#### PASSAGE TO READ:

Conducting due diligence for physician and provider compensation arrangements during a healthcare transaction is critical for the acquirer. Appropriate due diligence is necessary, regardless of whether the transaction is a stock or asset purchase. If inappropriate financial arrangements exist and continue post-transaction, the acquirer will assume liability under both acquisition scenarios. If the transaction is a stock purchase, the acquirer will literally “step into the seller’s shoes” and potentially assume all pre-transaction liability.
Scenario
A hospital is acquiring a multispecialty group practice (group practice). Post-transaction, the hospital conducts a billing review, including the claims submitted for services provided by orthopedist Dr. Amie Atu. When the hospital reviewed the reimbursement for claims submitted by Atu, both pre- and post-acquisition, the hospital discovered that approximately 25% of the claims submitted were not supported by the applicable medical records. Atu was compensated based on a work relative value units (wRVUs) compensation model. Atu was a high producer, with “personally performed” wRVUs at approximately the 90th percentile. In consultation with outside legal counsel, the hospital has determined it is possible that the group practice, pre-acquisition, and the hospital, post-acquisition, have received reimbursement from all payers—including Medicare and Medicaid—that may result in a 25% overpayment. Likewise, because Atu was paid on a productivity compensation based upon wRVUs, it is possible that Atu’s total cash compensation (TCC) exceeded what she should have been paid, possibly resulting in TCC that is above fair market value (FMV). Atu was and will continue to be a substantial referral source to the hospital.

#### INPUT DATA:

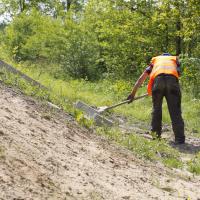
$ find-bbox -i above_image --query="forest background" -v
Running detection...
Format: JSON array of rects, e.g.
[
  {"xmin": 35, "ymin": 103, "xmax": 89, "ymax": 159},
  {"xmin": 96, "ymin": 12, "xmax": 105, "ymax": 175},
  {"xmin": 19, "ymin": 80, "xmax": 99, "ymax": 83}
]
[{"xmin": 0, "ymin": 0, "xmax": 200, "ymax": 125}]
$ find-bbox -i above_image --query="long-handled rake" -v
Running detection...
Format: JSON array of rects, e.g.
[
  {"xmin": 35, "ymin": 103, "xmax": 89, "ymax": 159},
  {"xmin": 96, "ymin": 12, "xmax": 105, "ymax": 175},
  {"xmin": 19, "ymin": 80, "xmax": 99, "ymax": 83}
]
[{"xmin": 75, "ymin": 94, "xmax": 148, "ymax": 126}]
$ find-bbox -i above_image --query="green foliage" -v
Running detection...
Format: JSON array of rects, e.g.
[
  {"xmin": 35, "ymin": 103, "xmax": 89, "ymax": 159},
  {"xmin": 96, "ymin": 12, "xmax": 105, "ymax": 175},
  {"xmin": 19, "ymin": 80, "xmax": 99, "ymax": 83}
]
[
  {"xmin": 188, "ymin": 153, "xmax": 200, "ymax": 175},
  {"xmin": 97, "ymin": 128, "xmax": 183, "ymax": 168},
  {"xmin": 181, "ymin": 57, "xmax": 200, "ymax": 98}
]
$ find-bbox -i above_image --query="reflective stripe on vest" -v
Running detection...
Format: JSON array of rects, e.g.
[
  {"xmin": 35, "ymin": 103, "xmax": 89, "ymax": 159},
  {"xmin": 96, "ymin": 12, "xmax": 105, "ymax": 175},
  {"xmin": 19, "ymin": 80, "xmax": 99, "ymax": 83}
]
[{"xmin": 147, "ymin": 56, "xmax": 179, "ymax": 95}]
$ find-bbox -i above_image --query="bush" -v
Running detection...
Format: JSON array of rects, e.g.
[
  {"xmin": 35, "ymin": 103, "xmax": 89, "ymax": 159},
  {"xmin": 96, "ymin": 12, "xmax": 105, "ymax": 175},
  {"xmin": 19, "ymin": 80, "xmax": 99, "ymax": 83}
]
[{"xmin": 181, "ymin": 57, "xmax": 200, "ymax": 98}]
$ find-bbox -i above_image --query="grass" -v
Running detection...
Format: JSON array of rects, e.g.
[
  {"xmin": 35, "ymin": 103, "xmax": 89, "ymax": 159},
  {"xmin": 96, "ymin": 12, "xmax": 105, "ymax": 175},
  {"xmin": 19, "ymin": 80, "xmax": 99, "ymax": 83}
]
[
  {"xmin": 188, "ymin": 152, "xmax": 200, "ymax": 175},
  {"xmin": 8, "ymin": 61, "xmax": 200, "ymax": 136},
  {"xmin": 97, "ymin": 128, "xmax": 183, "ymax": 168},
  {"xmin": 0, "ymin": 59, "xmax": 200, "ymax": 174}
]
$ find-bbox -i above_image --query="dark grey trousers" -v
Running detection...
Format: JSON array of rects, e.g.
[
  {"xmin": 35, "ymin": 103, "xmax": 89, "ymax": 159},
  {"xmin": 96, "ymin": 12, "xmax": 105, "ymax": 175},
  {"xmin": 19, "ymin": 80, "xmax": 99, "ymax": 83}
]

#### PROBLEM REQUIREMENTS:
Continue the article on compensation due diligence in healthcare acquisitions, starting right after its final sentence.

#### OUTPUT FOR THIS EXERCISE:
When the hospital contacted its transactional attorneys, it was informed that Atu’s medical record documentation and corresponding reimbursement were not reviewed during due diligence. However, the transactional attorneys confirmed that Atu’s employment agreement was reviewed.
Problem
This scenario poses material risks under the Civil Monetary Penalties Law (CMP),[1] Physician Self-Referral Law (Stark Law),[2] Anti-Kickback Statute (AKS),[3] and potentially the False Claims Act (FCA).[4] The CMP is implicated as the group practice and hospital received reimbursement that has been determined not to be appropriately documented in the medical record or not to be medically necessary. The Stark Law is implicated because Atu potentially received TCC above FMV while Atu referred designated health services (DHS) to the hospital. The AKS could potentially be implicated if it was determined that either the group practice or the hospital intended to compensate Atu above FMV to induce Atu’s referrals. The FCA is potentially implicated since the hospital now has knowledge that (i) reimbursement was received from payers—including Medicare and Medicaid—that is not supported by applicable medical records, and (ii) all of Atu’s referrals of DHS to the hospital are potentially subject to repayment due to a potential violation of the Stark Law.
All of this could have been avoided if appropriate due diligence regarding Atu’s medical record documentation and compensation had been analyzed before the hospital acquired the group practice.